日本は世界一の超高齢者大国である。1990年代はまだドイツ、イタリア、フランスなどの欧州諸国との差がなかったものの、2000年以降は一気に日本での高齢化が加速した。いまでは75歳以上の高齢者は人口の16%に達している。
同調するように、車椅子、もしくは杖を使う高齢者も急増。全人口の4%が何らかの歩行補助器を必要としている。高齢化により今後も増えると予想される。
となれば欠かせないのは、高齢者、あるいは身体に障害を持つ人たちのための福祉車両であろう。幸い日本には、小型から大型まで、福祉車両に改装しやすいミニバンが多い。例えばホンダの「フリード」や「ステップワゴン」、トヨタの「シエンタ」や「ノア」など、すでに福祉車両として販売しているモデルは少なくない。福祉車両という呼び名に抵抗感があるとして、トヨタでは「Welfare」(福祉)「Well」(健康)「Welcome」(温かく迎える)と「Cabin」(客室)を合わせた造語として「ウェルキャブ」という名称を採用。日本はそんな“ウェルキャブ先進国”になりつつあるのだ。
細部に行き届いた“気遣い”性能
デビューしたばかりのトヨタの新型ノア、ヴォクシーにも新機能付のウェルキャブが設定されている。自立歩行できる人用に開発された「サイドリフトチルトアップシート」は、2列目左側に組み込むものだ。シート全体が電動で動く。緩やかなリクライニングだけではなく、開けたドアから外に迫り出すタイプである。
新型の特徴は、乗降スペースを従来の110ミリから55ミリに短縮したことだ。張り出しがわずかだから駐車スペースが狭くても使いやすい。しかも、迫り出したのちにやや前傾にチルト(傾く)。シートをそっと傾けることで、すくっと立ちやすい。「よっこいしょ」と力を入れる必要がない。足腰が弱い高齢者には都合が良いのだ。
例えばスカートの裾が気になる女性や、足の可動域が規制されている和服にも便利だろう。病院やクリニックだけではなく、冠婚での利用も想定できる。トヨタではその手の需要にも期待しているのである。
さらに障害が進んだ車椅子利用者にも目が向けられている。ノアの新型ウェルキャブは、リアゲートからスロープが張り出し、背後から車椅子ごと乗り入れるタイプ。電動モーターによる引き上げや車高の調整、あるいは車椅子の固定といった煩雑な操作をわずかなスイッチ操作で可能とした。
車椅子で乗り込みやすくするために、あるいは背後からサポートしやすくするために、リアの車高が下がる。それすらもバックドアの開閉に連動している。今後、老老介護のケースも少なくないことを考えると操作性は重要な課題の一つなのだ。
#####
● **課題について**
福祉車両についてのこの文章によると、トヨタが「ウェルキャブ」という名称を採用したのはなぜですか?また、その名称はどの語を合わせた造語ですか?

自然言語による物体位置特定データ
#####
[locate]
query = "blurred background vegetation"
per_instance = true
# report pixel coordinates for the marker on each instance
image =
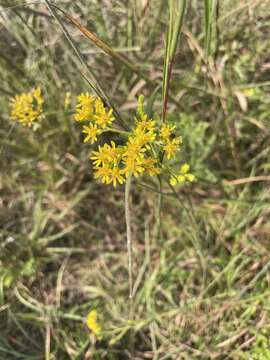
(203, 279)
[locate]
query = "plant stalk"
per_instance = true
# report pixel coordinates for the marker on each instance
(129, 237)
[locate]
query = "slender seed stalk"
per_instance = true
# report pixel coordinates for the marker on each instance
(129, 237)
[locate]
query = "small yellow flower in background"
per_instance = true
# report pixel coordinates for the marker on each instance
(85, 107)
(26, 108)
(91, 131)
(102, 117)
(182, 176)
(184, 169)
(67, 100)
(172, 147)
(92, 322)
(150, 165)
(166, 132)
(173, 181)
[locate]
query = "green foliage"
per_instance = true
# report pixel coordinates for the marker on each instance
(202, 258)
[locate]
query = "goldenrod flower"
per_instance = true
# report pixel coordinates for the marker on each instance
(173, 180)
(84, 108)
(166, 132)
(182, 176)
(133, 165)
(92, 322)
(26, 108)
(184, 169)
(67, 100)
(106, 154)
(92, 131)
(102, 117)
(144, 124)
(171, 147)
(116, 176)
(150, 165)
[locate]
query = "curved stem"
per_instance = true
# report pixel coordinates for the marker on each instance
(129, 237)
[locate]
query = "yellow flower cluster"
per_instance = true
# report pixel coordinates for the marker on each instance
(93, 111)
(182, 176)
(92, 322)
(171, 145)
(139, 153)
(26, 108)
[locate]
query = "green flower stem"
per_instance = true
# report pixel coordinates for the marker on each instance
(129, 237)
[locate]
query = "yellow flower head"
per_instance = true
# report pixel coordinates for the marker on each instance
(166, 132)
(26, 108)
(67, 100)
(150, 165)
(91, 132)
(92, 322)
(144, 124)
(106, 154)
(84, 108)
(102, 117)
(172, 147)
(182, 176)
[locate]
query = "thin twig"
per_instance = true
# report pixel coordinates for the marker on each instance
(129, 237)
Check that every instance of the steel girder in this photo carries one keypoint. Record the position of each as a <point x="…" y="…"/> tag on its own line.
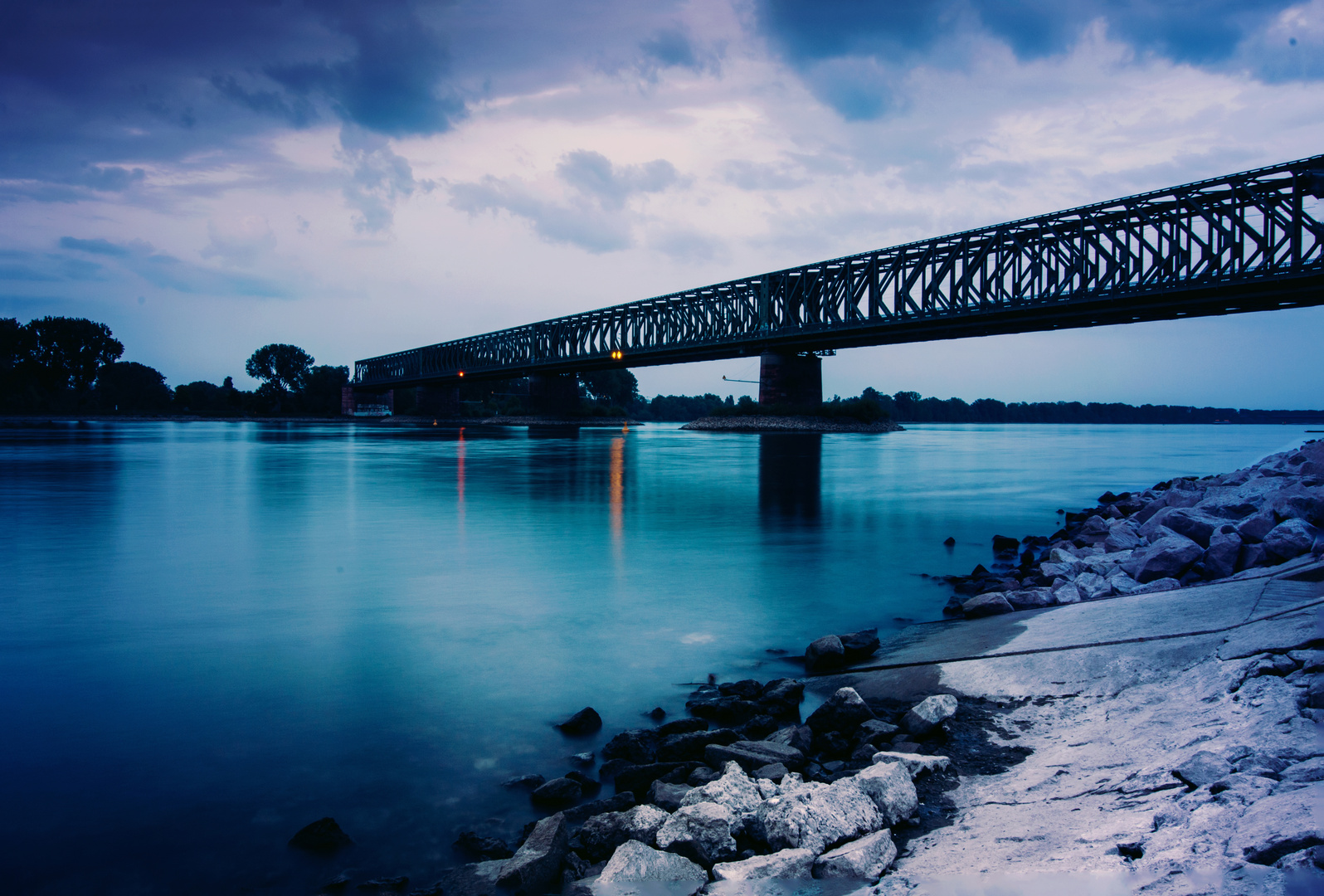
<point x="1244" y="242"/>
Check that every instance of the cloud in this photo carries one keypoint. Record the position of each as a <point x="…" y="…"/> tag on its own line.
<point x="593" y="216"/>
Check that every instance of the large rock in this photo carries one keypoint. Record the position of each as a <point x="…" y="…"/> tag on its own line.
<point x="1202" y="768"/>
<point x="601" y="834"/>
<point x="928" y="713"/>
<point x="792" y="864"/>
<point x="668" y="796"/>
<point x="842" y="711"/>
<point x="915" y="764"/>
<point x="584" y="722"/>
<point x="864" y="859"/>
<point x="538" y="863"/>
<point x="990" y="604"/>
<point x="1279" y="825"/>
<point x="817" y="817"/>
<point x="753" y="753"/>
<point x="637" y="745"/>
<point x="701" y="833"/>
<point x="322" y="837"/>
<point x="824" y="655"/>
<point x="1290" y="539"/>
<point x="1168" y="558"/>
<point x="635" y="862"/>
<point x="733" y="791"/>
<point x="1219" y="560"/>
<point x="888" y="785"/>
#####
● **解答例**
「福祉車両」という呼び名に抵抗感があるためです。「ウェルキャブ」は、「Welfare」(福祉)、「Well」(健康)、「Welcome」(温かく迎える)と「Cabin」(客室)を合わせた造語です。